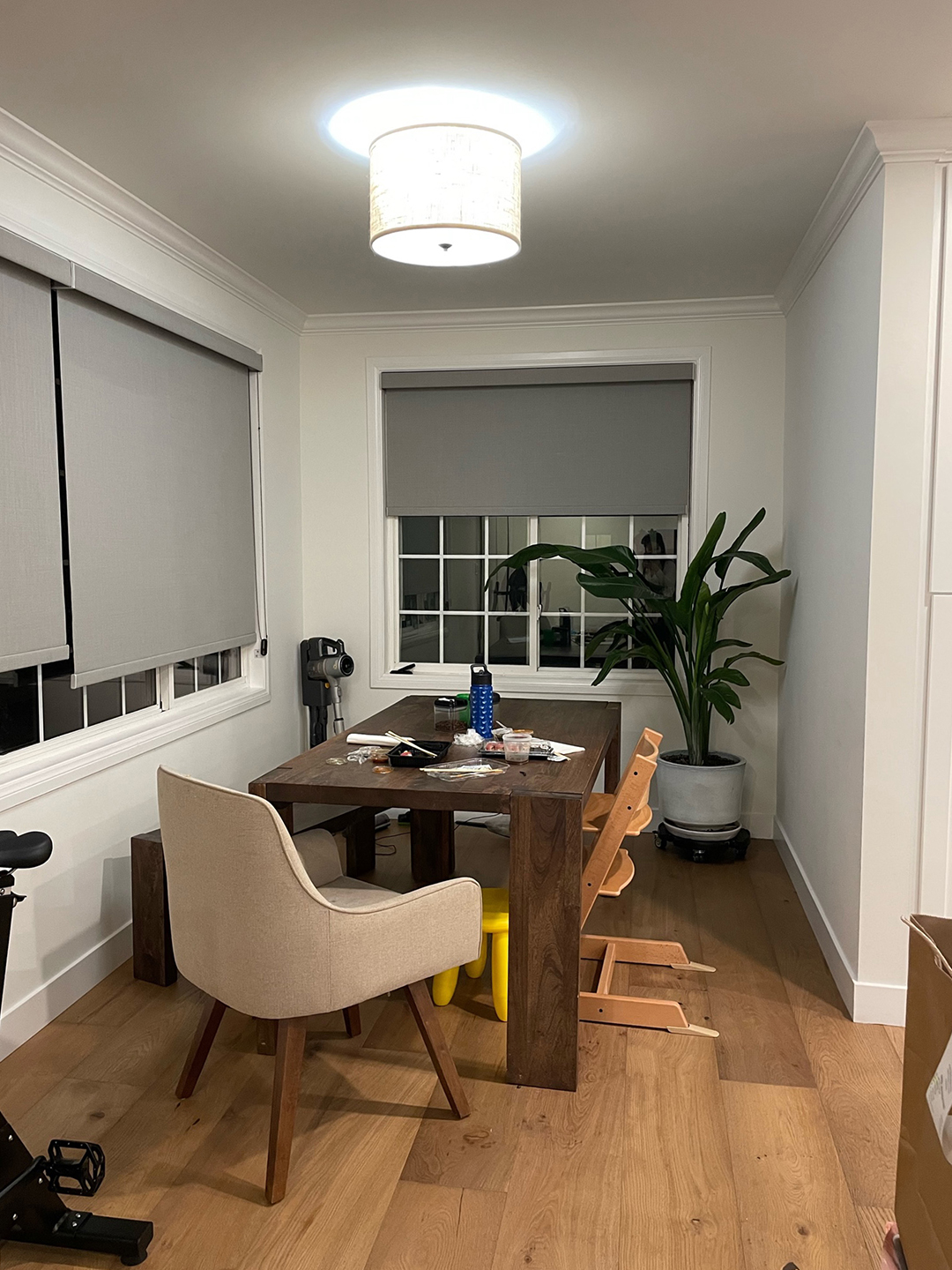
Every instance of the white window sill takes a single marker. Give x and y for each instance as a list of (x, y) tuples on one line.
[(48, 766), (512, 681)]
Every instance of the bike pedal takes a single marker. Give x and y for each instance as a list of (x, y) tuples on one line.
[(75, 1168)]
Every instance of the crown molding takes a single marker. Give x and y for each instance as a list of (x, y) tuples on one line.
[(548, 315), (881, 141), (36, 153)]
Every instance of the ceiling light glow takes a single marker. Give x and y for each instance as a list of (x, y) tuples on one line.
[(446, 170), (357, 124)]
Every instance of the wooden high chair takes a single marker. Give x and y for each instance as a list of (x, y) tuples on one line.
[(608, 871)]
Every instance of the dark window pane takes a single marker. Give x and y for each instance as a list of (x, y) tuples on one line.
[(508, 591), (462, 586), (594, 624), (103, 701), (140, 690), (230, 664), (419, 534), (660, 573), (19, 709), (557, 587), (508, 534), (184, 678), (639, 663), (655, 534), (462, 534), (606, 531), (419, 638), (560, 528), (207, 671), (419, 583), (462, 639), (509, 640), (559, 640), (63, 705)]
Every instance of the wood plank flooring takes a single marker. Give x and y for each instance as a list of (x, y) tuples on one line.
[(773, 1145)]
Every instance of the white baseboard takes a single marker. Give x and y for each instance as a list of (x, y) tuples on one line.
[(866, 1002), (880, 1004), (26, 1019)]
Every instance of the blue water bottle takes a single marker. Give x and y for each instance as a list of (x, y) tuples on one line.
[(481, 700)]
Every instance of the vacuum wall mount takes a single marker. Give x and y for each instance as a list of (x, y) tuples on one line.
[(324, 663)]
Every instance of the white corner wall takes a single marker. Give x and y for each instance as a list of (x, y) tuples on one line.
[(833, 334), (744, 473), (75, 923), (861, 354)]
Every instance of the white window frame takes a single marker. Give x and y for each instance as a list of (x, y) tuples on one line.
[(48, 765), (383, 531)]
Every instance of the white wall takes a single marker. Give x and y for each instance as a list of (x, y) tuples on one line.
[(74, 926), (861, 349), (833, 334), (744, 473)]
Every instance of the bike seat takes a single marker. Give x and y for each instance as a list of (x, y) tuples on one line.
[(25, 850)]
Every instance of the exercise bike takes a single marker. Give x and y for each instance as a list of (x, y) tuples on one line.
[(31, 1209)]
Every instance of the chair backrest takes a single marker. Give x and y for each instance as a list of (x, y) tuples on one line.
[(247, 921), (631, 798)]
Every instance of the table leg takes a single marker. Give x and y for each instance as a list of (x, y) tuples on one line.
[(361, 842), (614, 761), (545, 915), (432, 846), (152, 957)]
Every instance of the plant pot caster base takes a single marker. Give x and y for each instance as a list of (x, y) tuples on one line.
[(703, 852)]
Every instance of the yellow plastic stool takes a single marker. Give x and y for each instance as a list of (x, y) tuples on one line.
[(495, 923)]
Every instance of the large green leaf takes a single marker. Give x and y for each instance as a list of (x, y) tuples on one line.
[(724, 564), (761, 657), (632, 587), (677, 637)]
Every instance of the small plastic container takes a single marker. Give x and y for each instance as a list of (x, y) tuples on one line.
[(517, 746), (450, 714)]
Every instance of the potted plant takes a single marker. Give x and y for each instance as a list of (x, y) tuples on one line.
[(680, 637)]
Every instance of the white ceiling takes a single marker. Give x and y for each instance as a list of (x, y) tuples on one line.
[(700, 136)]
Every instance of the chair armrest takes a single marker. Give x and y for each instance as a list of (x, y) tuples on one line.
[(403, 938)]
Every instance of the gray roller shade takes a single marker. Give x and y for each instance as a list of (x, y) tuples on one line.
[(131, 303), (547, 449), (160, 517), (32, 614)]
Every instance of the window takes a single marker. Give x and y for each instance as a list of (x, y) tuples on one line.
[(539, 619), (38, 704)]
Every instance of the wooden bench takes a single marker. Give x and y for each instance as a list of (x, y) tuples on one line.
[(152, 957)]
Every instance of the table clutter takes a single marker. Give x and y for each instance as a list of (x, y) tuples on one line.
[(512, 744)]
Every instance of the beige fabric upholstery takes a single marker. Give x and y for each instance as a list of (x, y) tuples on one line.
[(277, 934)]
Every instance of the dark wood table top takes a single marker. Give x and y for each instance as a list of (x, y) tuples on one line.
[(311, 779)]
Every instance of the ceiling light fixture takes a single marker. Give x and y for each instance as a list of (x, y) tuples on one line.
[(446, 170)]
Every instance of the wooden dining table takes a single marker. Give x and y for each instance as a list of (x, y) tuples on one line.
[(545, 802)]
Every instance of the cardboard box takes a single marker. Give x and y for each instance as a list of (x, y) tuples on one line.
[(925, 1172)]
|---|
• _EXERCISE DIRECTIONS_
Change every "takes a single marker" in the listing above to "gets exactly one point", keeping everything else unchanged, and leave the pictures out.

• _TASK OUTPUT_
Every instance of the white window sill gets exactly one point. Give x and y for each instance as a list of (x, y) tuples on one line.
[(48, 766), (512, 681)]
Every instance of the bike pedal gets exactly one point. Give x and y for each instance as a list of (x, y) tuples on one line.
[(75, 1168)]
Every instance of the crown molding gets exactly one point. Give x and y for each instance as a list of (x, y) tuples on one line.
[(548, 315), (881, 141), (36, 153)]
Every instance of the ceiling light glow gets exactly one point. Give x and y for each instance as a list of (x, y) tuples on one line.
[(446, 170), (357, 124)]
Every instance of the wooden high chair gets exactly one point. Give x and y for each instance as a list of (x, y) tuples on one line.
[(608, 871)]
Every instance of the dark window pane gets exactly one point. Give x and y for each instance as a list of (x, y) tuples on one line.
[(508, 591), (462, 586), (594, 624), (103, 701), (140, 690), (230, 664), (419, 534), (660, 573), (19, 709), (557, 587), (508, 534), (184, 678), (639, 663), (655, 534), (462, 534), (606, 531), (419, 638), (560, 528), (207, 671), (419, 583), (462, 639), (509, 640), (559, 640), (63, 705)]
Every instance of the wood plank flooring gets exactly one point. Give x and y for each instance as a list of (x, y) tuples on one line.
[(773, 1145)]
Every instance of the white baseboard gets exactly one point. Give x and y for each instance as a list of (x, y) tuples on one line.
[(866, 1002), (880, 1004), (26, 1019)]
Every instance of the blue water bottle gets exactly one point. Give x and y for each instance as a list of (x, y) tuples on one line.
[(481, 700)]
Every instance of the vacuum wall mount gets exactly one point. Give x and y for each instance as a list of (x, y) tuples on one line.
[(324, 663)]
Every instance of the white corner wall gets exactly one point. Give x and y for each instance as a list of (x, y) tuples on one line.
[(833, 334), (744, 473), (75, 923), (861, 354)]
Every instance of the white window frame gets exactly one point. Give x and y for each instance as a list of (x, y) tuples on one line.
[(48, 765), (383, 531)]
Every instance of the white wall gets exactly one point. Give x and y for each instance as a list of (x, y) tuples on one line.
[(74, 926), (861, 349), (833, 334), (744, 473)]
Every instance of the bike seat gets exactly one point. Give x and y for each instance as a list of (x, y) tuples on one line.
[(25, 850)]
Every instance of the exercise bike gets exactly one point. Give x and y for each instance as a list of (x, y) tuples on one line.
[(31, 1209)]
Every instance of the chair backrest gets exactly one point. Give x and y for each instance as a list of (x, y) tuples on one line.
[(247, 921), (631, 798)]
Every instance of the table leg gets exactly one point. Give x and y for each instance as a list of (x, y) tuples on one line.
[(361, 842), (614, 761), (545, 915), (432, 846), (152, 957)]
Every instance of the plant pot caster base gets exactly one point. Give x and y for each instance as a list of (x, y) tuples on one line.
[(703, 852)]
Every instance of the yellow plastic stool gets exactly one point. Give x and y for each instance as a list of (x, y) tuples on one line.
[(495, 923)]
Every instance of the large green leaf gets exactly one point. Give x and y for each instance as a list of (x, y) tuples on one line.
[(724, 564), (761, 657), (632, 587), (677, 637)]
Every instance of the small plastic container gets exactly one point. Give x and y for each instance as a list of (x, y) tuples on one line.
[(517, 746), (450, 714)]
Every instance of the potted plant gets exactly one point. Give x and y for each instance as a list of (x, y) tuples on one line.
[(680, 637)]
Every instance of the white ceiling gets exactly one point. Give x and y for each instance as a list of (x, y) tuples on one line.
[(700, 136)]
Every instance of the chair armrest gets exactly one point. Give x and y for each instance as a list of (x, y) tuples on one line.
[(403, 938)]
Every instance of the gray roller shade gets exactly one point. Give x and y for each instance as a list of (x, y) tuples on one line.
[(131, 303), (547, 449), (160, 517), (32, 614)]
Every instance of the window gets exactly one point. Give x and y for each instance as a list of (x, y) tuples on one line.
[(539, 619), (38, 704)]
Every instance of the wooden bench gets exactly one point. Give x and y for each instance as a list of (x, y) tuples on one line.
[(152, 957)]
Every instance of the table clutter gets exactly one point. Give x and y for each instance as a list of (x, y) tuples on one line.
[(512, 744)]
Every instance of the beige fabric upholstery gets exactly one point. Give x and y for each instance as a list of (x, y) tuples on one line.
[(277, 934)]
Every instance of the dark wood table top gets exactly one point. Give x and y for each instance as a list of (x, y) tuples on one line.
[(311, 779)]
Every instance of the ceiling light fixture gets exactly one point. Give x and y for each instance as a list of (x, y) tuples on one line.
[(446, 170)]
Every instance of the wooden dining table gets exactly one point. Give x and y for each instance as a list of (x, y) tuples on one line.
[(545, 802)]
Every instance of the cardboard box gets exactly one point. Give x and y for each instance as a list of (x, y) tuples on one line.
[(925, 1172)]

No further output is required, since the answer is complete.